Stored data

---

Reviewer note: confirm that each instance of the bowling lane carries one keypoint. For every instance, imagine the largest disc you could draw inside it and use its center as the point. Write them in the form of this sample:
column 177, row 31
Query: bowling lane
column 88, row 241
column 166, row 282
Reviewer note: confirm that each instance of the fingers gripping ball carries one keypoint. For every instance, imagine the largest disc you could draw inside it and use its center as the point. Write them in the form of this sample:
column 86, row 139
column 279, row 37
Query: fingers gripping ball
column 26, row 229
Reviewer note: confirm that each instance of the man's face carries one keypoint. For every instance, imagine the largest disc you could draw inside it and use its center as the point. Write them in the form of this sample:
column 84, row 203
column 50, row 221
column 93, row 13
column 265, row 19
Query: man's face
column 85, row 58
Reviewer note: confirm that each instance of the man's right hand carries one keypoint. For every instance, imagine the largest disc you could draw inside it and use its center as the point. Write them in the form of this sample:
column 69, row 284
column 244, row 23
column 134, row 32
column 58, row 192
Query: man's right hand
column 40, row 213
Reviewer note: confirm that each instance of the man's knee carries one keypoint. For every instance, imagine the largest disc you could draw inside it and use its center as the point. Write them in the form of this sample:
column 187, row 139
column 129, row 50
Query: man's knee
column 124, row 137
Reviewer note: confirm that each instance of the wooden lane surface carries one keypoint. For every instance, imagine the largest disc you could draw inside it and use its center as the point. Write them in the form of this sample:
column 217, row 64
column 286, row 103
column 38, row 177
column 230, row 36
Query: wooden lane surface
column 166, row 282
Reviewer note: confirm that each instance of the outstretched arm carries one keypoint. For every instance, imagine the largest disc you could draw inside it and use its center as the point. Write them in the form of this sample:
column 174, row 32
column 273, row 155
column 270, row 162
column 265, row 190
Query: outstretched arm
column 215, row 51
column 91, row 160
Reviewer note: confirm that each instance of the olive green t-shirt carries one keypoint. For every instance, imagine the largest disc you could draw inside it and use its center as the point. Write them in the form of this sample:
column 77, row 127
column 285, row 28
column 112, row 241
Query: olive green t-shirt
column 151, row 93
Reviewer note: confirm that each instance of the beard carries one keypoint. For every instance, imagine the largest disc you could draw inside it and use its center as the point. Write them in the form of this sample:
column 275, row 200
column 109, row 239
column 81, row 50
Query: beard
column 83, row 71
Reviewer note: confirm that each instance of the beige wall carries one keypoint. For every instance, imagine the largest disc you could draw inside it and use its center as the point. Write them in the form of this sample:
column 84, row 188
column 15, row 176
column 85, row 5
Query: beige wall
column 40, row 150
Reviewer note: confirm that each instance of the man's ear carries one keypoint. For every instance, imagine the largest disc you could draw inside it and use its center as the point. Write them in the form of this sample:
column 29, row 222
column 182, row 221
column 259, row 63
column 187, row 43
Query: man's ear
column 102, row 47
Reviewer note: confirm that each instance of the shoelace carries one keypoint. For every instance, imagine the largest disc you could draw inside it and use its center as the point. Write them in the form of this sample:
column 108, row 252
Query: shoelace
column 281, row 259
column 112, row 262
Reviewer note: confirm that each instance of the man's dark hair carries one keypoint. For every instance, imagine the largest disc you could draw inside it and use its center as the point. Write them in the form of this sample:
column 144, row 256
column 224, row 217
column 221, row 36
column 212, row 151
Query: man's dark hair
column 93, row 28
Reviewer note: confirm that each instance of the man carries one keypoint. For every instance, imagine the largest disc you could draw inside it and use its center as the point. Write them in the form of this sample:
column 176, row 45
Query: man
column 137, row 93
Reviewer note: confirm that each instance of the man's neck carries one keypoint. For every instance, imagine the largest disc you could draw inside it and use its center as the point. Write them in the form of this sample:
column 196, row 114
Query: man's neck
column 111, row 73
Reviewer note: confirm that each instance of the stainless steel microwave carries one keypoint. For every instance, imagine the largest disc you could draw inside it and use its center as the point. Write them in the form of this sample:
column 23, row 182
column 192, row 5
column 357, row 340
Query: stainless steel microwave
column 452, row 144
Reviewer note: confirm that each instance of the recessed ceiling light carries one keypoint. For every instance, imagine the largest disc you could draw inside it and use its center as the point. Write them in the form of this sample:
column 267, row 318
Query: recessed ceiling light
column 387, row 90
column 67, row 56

---

Give the data again, unchanged in every line.

Reviewer note: confirm that each instance of the bowling lane carries one keypoint. For every instance, imagine the largest disc you could draw inside it and use its center as the point. Write them in the form of this sample:
column 177, row 31
Query: bowling lane
column 88, row 241
column 166, row 282
Reviewer note: confirm that each instance of the fingers gripping ball carries one keypoint. For every instance, imagine the largest disc you could draw inside it and use its center as the point. Write them in the form of this sample:
column 86, row 139
column 279, row 37
Query: fingers gripping ball
column 26, row 229
Reviewer note: confirm that each instance of the man's face carries one keypoint. For every instance, imagine the largest disc you could draw inside it and use its center as the point. Write them in the form of this sample:
column 84, row 203
column 50, row 221
column 93, row 13
column 265, row 19
Query: man's face
column 85, row 58
Reviewer note: confirm that each instance of the man's right hand carries one keypoint. For every instance, imagine the largest disc you could draw inside it and use its center as the point. Write them in the form of this sample:
column 69, row 284
column 244, row 23
column 134, row 32
column 58, row 192
Query: man's right hand
column 40, row 213
Reviewer note: confirm that each instance of the man's knee carries one keypoint. For every instance, imagine the largest disc you could draw inside it and use its center as the point. Write them in the form of this sample:
column 187, row 139
column 129, row 50
Query: man's knee
column 124, row 137
Reviewer note: confirm that each instance of the wooden lane surface carries one keypoint. For every instance, imagine the largest disc you could draw inside it and use its center as the point. Write them in the form of this sample:
column 217, row 64
column 286, row 103
column 38, row 177
column 230, row 36
Query: wooden lane surface
column 166, row 282
Reviewer note: confirm that each instance of the outstretched arm carries one keypoint. For every instance, imagine the largest disc you could draw inside it and use its center as the point. Write them in the form of this sample:
column 174, row 32
column 273, row 155
column 270, row 162
column 265, row 190
Query: outstretched arm
column 215, row 51
column 91, row 160
Reviewer note: confirm that each instance of the olive green t-shirt carries one keypoint. For every instance, imagine the largest disc you could draw inside it and use its center as the point. Write them in the form of this sample:
column 77, row 127
column 285, row 28
column 112, row 241
Query: olive green t-shirt
column 151, row 93
Reviewer note: confirm that each instance of the beard carries one keypoint. For every instance, imagine the largest disc you could draw inside it and use its center as the point. Write them in the form of this sample:
column 275, row 200
column 109, row 239
column 81, row 50
Query: beard
column 83, row 71
Reviewer note: confirm that each instance of the beige wall carries one keypoint. For every instance, imagine the largest disc you could draw inside it and use its center as the point. Write them in the form of this sample:
column 84, row 188
column 15, row 176
column 85, row 5
Query: beige wall
column 40, row 150
Reviewer note: confirm that each instance of the man's ear carries one keypoint. For every instance, imagine the largest disc you could draw inside it and use its center as the point. Write them in the form of this sample:
column 29, row 222
column 182, row 221
column 259, row 63
column 187, row 43
Query: man's ear
column 102, row 47
Reviewer note: confirm that each instance of the shoelace carries one keypoint. For every instance, imagine the largest disc you could draw inside it and use its center as the point. Write them in the form of this sample:
column 108, row 252
Query: shoelace
column 281, row 259
column 112, row 262
Reviewer note: confirm that each instance of the man's dark hair carries one keypoint. For every instance, imagine the largest disc you could draw inside it and use its center as the point. Write them in the form of this sample:
column 144, row 256
column 224, row 217
column 221, row 36
column 212, row 151
Query: man's dark hair
column 93, row 28
Reviewer note: confirm that each instance of the man carries one keypoint. For every instance, imagine the largest disc you could draw inside it and use its center as the point. Write them in the form of this sample:
column 176, row 45
Query: man
column 137, row 93
Reviewer note: confirm that each instance of the man's neck carries one keypoint. For every instance, imagine the largest disc you could draw inside it and use its center as the point. Write them in the form of this sample:
column 196, row 114
Query: man's neck
column 111, row 73
Reviewer note: confirm that each instance of the stainless steel microwave carries one keypoint. For every instance, imagine the largest disc you could draw inside it and use its center as the point. Write them in the form of this sample:
column 23, row 182
column 192, row 5
column 357, row 340
Query: stainless steel microwave
column 452, row 144
Reviewer note: confirm that each instance of the recessed ceiling light carries one keypoint. For every instance, imagine the largest disc you could draw inside it and use its center as the point. Write them in the form of this sample:
column 267, row 318
Query: recessed ceiling light
column 387, row 90
column 67, row 56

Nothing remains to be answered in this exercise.